**DOCUMENT TEXT:**
****************************************

As I noted in my comment, the IDF’s air dominance over Iran is well-nigh absolute. If it cannot destroy those impregnable nuclear facilities, it can isolate them by smashing up surrounding infrastructure, by disrupting the regime’s civilian and military chains of command, by striking military targets, by crippling key sectors of the economy such as transport, communications, the electrical grid, the oil industry. Israel, indeed, has the power to make Iran ungovernable, and it should pursue that aim with the utmost vigor. The Iranian people hate and fear the tyranny of the ayatollahs. By showing them that their oppressors are powerless to defend the country, Israel could well encourage the people to rise up against them.
Even if regime change turns out to be a bridge too far, the campaign suggested above is worth pursuing, because it would spell an end, for years at any rate, to Iran’s aspirations to become the Middle East’s dominant power. Its proxies—Hamas, Hezbollah, Syria—have already been neutralized. And now, the hollowness of its geopolitical pretentions stands exposed. As with all despotic regimes, a glance behind the curtain reveals corruption, incompetence, and decay.
The idea persists that somehow, a deal can be struck between the United States and Iran to dismantle the latter’s nuclear weapons development program. Color me dubious on that score. Even if the regime agreed to such a deal, its word could never be trusted, and it would never agree to the close international supervision necessary to prevent cheating. If President Trump is committed to his stated policy—that Iran cannot be permitted to go nuclear—the present war must be fought to a finish. But not by barging through the front door.

****************************************

**INFORMATION SHOWN:**
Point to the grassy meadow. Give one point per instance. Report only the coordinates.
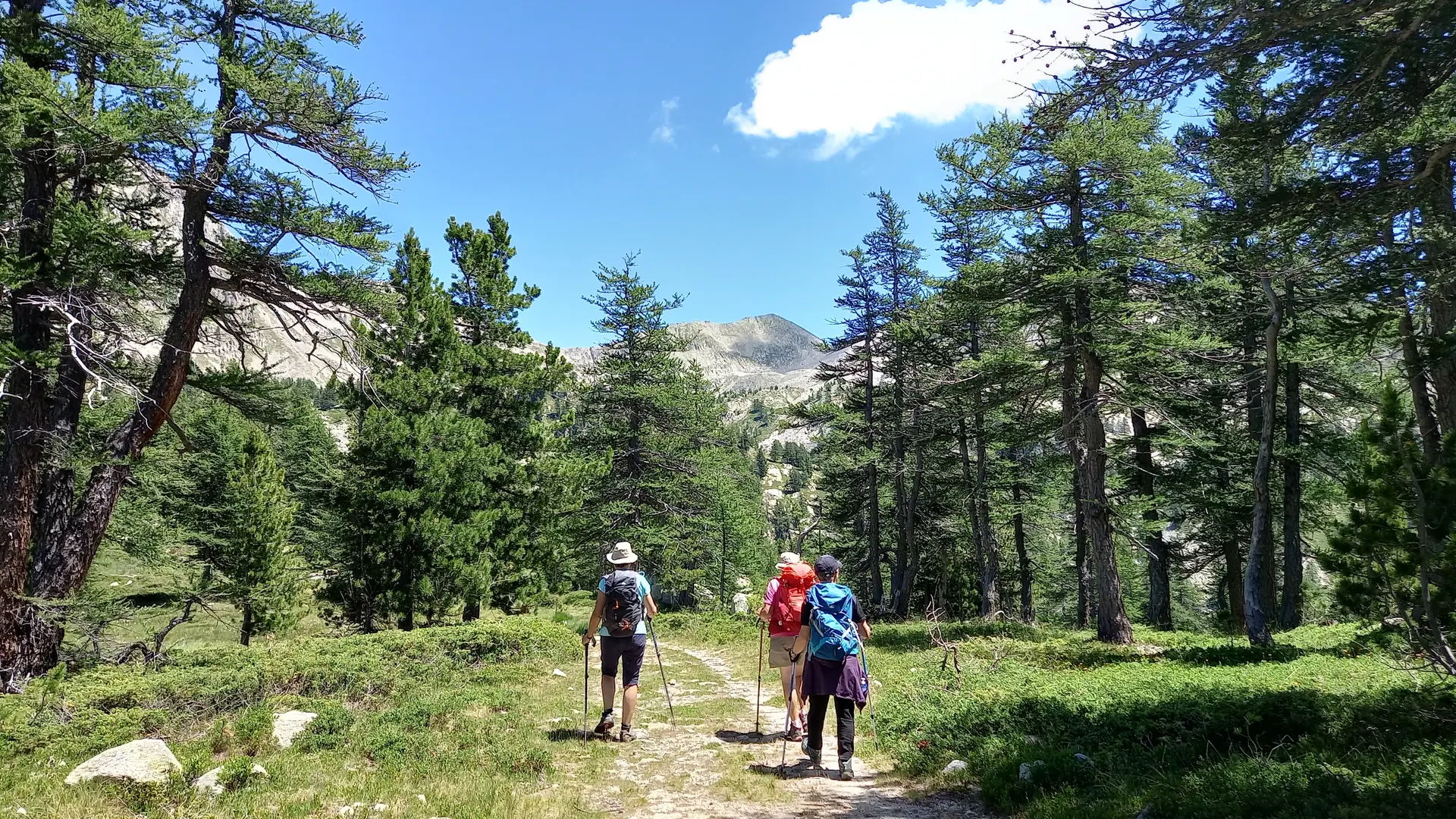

****************************************

From the Iran commentary above, copy word for word the part that opens with the words containing "The idea persists" and closes with "the front door.".

**SOLUTION TO THE PROBLEM:**
The idea persists that somehow, a deal can be struck between the United States and Iran to dismantle the latter’s nuclear weapons development program. Color me dubious on that score. Even if the regime agreed to such a deal, its word could never be trusted, and it would never agree to the close international supervision necessary to prevent cheating. If President Trump is committed to his stated policy—that Iran cannot be permitted to go nuclear—the present war must be fought to a finish. But not by barging through the front door.